Exercise objective. Collect every line from the items below that contains the string "trace".

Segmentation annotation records
"""

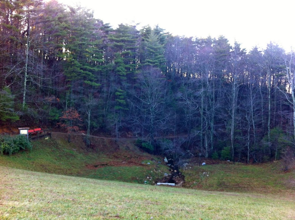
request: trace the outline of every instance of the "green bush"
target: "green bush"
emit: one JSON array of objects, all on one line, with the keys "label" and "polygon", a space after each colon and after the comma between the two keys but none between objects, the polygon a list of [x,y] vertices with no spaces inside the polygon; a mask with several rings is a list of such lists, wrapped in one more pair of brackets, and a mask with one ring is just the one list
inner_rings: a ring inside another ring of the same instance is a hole
[{"label": "green bush", "polygon": [[10,155],[21,149],[32,149],[32,144],[25,136],[0,136],[0,155],[5,154]]},{"label": "green bush", "polygon": [[230,155],[230,147],[226,147],[223,148],[223,149],[221,151],[220,158],[222,160],[229,160],[231,157]]},{"label": "green bush", "polygon": [[212,154],[212,159],[213,160],[217,160],[219,158],[218,153],[216,151],[214,151],[214,153]]},{"label": "green bush", "polygon": [[154,151],[154,146],[149,142],[146,142],[141,139],[137,139],[134,143],[135,145],[148,153],[152,153]]},{"label": "green bush", "polygon": [[144,142],[142,143],[141,145],[144,149],[146,149],[146,151],[152,152],[154,151],[154,146],[150,142]]}]

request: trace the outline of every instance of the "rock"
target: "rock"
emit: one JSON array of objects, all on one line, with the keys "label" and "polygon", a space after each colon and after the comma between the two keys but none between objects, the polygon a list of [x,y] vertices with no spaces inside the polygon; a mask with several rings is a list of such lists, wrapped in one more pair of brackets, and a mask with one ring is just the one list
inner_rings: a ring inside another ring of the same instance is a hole
[{"label": "rock", "polygon": [[182,164],[182,166],[183,167],[186,167],[188,165],[189,165],[189,163],[183,163],[183,164]]},{"label": "rock", "polygon": [[164,162],[165,163],[168,163],[168,160],[167,159],[166,157],[165,157],[165,158],[164,158]]}]

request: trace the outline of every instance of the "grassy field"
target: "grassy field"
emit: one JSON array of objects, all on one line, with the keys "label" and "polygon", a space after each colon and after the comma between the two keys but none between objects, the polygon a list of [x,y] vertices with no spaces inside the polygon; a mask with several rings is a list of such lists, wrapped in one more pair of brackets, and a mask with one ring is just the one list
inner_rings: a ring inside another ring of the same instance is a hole
[{"label": "grassy field", "polygon": [[229,163],[182,170],[184,186],[194,189],[264,193],[291,193],[295,198],[295,172],[283,172],[279,162],[257,165]]},{"label": "grassy field", "polygon": [[279,163],[193,161],[181,170],[189,188],[158,186],[168,167],[134,140],[89,150],[62,136],[0,156],[0,220],[295,219],[295,173]]},{"label": "grassy field", "polygon": [[294,219],[295,203],[288,197],[140,185],[0,166],[1,220]]},{"label": "grassy field", "polygon": [[95,149],[89,151],[81,136],[73,137],[70,143],[67,140],[66,137],[56,137],[34,142],[31,151],[0,156],[0,166],[148,184],[153,184],[169,172],[166,166],[158,163],[162,158],[141,152],[133,144],[134,141],[96,140]]}]

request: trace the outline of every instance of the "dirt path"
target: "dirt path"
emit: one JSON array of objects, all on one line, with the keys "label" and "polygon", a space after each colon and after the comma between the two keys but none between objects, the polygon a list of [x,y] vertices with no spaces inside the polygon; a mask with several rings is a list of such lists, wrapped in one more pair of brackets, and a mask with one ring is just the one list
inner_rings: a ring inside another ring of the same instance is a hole
[{"label": "dirt path", "polygon": [[[64,133],[63,132],[56,132],[55,131],[53,131],[52,132],[53,134],[68,134],[68,133]],[[86,135],[83,133],[71,133],[70,134],[71,135],[80,135],[82,136],[86,136]],[[102,139],[108,139],[109,140],[116,140],[119,139],[120,140],[136,140],[139,138],[139,137],[130,137],[129,138],[111,138],[109,137],[104,137],[102,136],[96,136],[94,135],[89,135],[89,137],[91,138],[102,138]],[[180,138],[181,137],[187,137],[187,135],[177,135],[176,136],[174,135],[168,135],[166,136],[164,136],[163,137],[157,137],[155,138],[155,139],[160,139],[160,138]]]}]

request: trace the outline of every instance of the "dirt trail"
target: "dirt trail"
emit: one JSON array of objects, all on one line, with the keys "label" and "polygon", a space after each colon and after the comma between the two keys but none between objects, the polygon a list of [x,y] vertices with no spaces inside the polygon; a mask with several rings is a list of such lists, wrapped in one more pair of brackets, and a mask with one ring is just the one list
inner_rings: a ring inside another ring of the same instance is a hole
[{"label": "dirt trail", "polygon": [[[52,132],[53,134],[69,134],[68,133],[64,133],[63,132],[57,132],[55,131]],[[71,135],[80,135],[83,136],[87,136],[86,135],[83,133],[71,133],[69,134]],[[160,138],[180,138],[181,137],[186,137],[187,136],[187,135],[177,135],[175,136],[174,135],[167,135],[166,136],[164,136],[163,137],[157,137],[155,138],[155,139],[160,139]],[[97,136],[94,135],[89,135],[89,136],[91,138],[102,138],[102,139],[108,139],[110,140],[116,140],[119,139],[120,140],[136,140],[139,138],[140,138],[139,137],[130,137],[128,138],[112,138],[110,137],[104,137],[103,136]]]}]

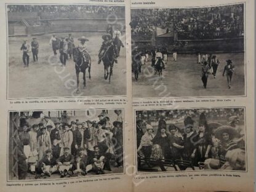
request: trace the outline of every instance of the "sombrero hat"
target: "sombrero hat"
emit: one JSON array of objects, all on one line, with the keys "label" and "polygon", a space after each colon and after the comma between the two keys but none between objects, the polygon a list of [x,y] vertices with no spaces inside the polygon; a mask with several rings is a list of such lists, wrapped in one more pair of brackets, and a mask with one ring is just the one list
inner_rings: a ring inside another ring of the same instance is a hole
[{"label": "sombrero hat", "polygon": [[238,132],[236,130],[236,129],[228,126],[223,126],[219,127],[217,129],[216,129],[214,131],[214,135],[219,140],[222,139],[222,134],[223,133],[228,134],[228,135],[230,135],[230,139],[233,138],[234,137],[236,137],[238,135]]},{"label": "sombrero hat", "polygon": [[102,36],[102,38],[105,40],[106,37],[108,38],[108,39],[111,39],[111,35],[110,34],[108,34],[108,33],[103,34]]},{"label": "sombrero hat", "polygon": [[221,126],[223,126],[223,125],[218,122],[208,123],[208,128],[210,129],[210,130],[211,130],[212,131]]},{"label": "sombrero hat", "polygon": [[240,121],[239,118],[236,116],[233,116],[228,118],[228,121],[230,121],[230,123],[231,123],[232,122],[234,121]]},{"label": "sombrero hat", "polygon": [[114,126],[114,127],[116,127],[118,124],[119,124],[120,127],[122,126],[122,122],[120,121],[115,121],[113,122],[113,125]]},{"label": "sombrero hat", "polygon": [[86,39],[84,36],[82,36],[81,38],[78,38],[78,41],[89,41],[89,40],[87,39]]}]

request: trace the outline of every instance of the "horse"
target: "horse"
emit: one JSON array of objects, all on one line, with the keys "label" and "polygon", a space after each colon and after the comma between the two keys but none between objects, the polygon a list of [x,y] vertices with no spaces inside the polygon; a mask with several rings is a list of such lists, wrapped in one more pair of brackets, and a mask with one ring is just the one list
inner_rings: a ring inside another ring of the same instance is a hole
[{"label": "horse", "polygon": [[137,62],[132,62],[132,71],[134,73],[134,78],[136,81],[138,81],[138,73],[140,72],[140,63]]},{"label": "horse", "polygon": [[73,50],[74,48],[74,44],[73,42],[69,41],[68,43],[68,54],[70,55],[70,58],[71,58]]},{"label": "horse", "polygon": [[88,68],[89,78],[90,79],[90,65],[91,60],[90,56],[86,52],[86,60],[82,57],[82,52],[81,52],[78,47],[75,47],[73,49],[73,60],[75,63],[75,69],[76,74],[76,82],[77,82],[77,90],[76,93],[79,92],[79,73],[82,72],[82,79],[84,79],[84,89],[86,87],[86,70]]},{"label": "horse", "polygon": [[160,77],[162,76],[162,71],[164,68],[164,62],[161,58],[157,58],[156,63],[154,64],[154,75],[158,74]]},{"label": "horse", "polygon": [[136,81],[138,81],[138,73],[141,71],[142,63],[140,55],[136,54],[132,58],[132,71],[134,73]]},{"label": "horse", "polygon": [[114,49],[116,50],[116,57],[118,57],[119,56],[121,46],[122,46],[122,47],[124,47],[124,44],[117,36],[113,40],[113,44],[115,47]]},{"label": "horse", "polygon": [[[109,75],[108,83],[110,83],[111,76],[113,74],[113,67],[114,62],[114,46],[111,45],[109,46],[106,50],[102,51],[99,55],[99,57],[102,58],[104,65],[104,79],[106,80]],[[110,72],[108,72],[108,68],[110,67]]]}]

"""

Correct response.
request: trace the outline of every instance of the "green bush"
request: trace the outline of every instance of the "rock"
request: trace the outline of every instance of the "grassy field"
request: trace the outline of every instance of the "dirt path"
request: trace the outline of every instance of the "dirt trail"
request: trace the outline of every instance of the "sombrero hat"
request: trace the outline of every instance of the "horse"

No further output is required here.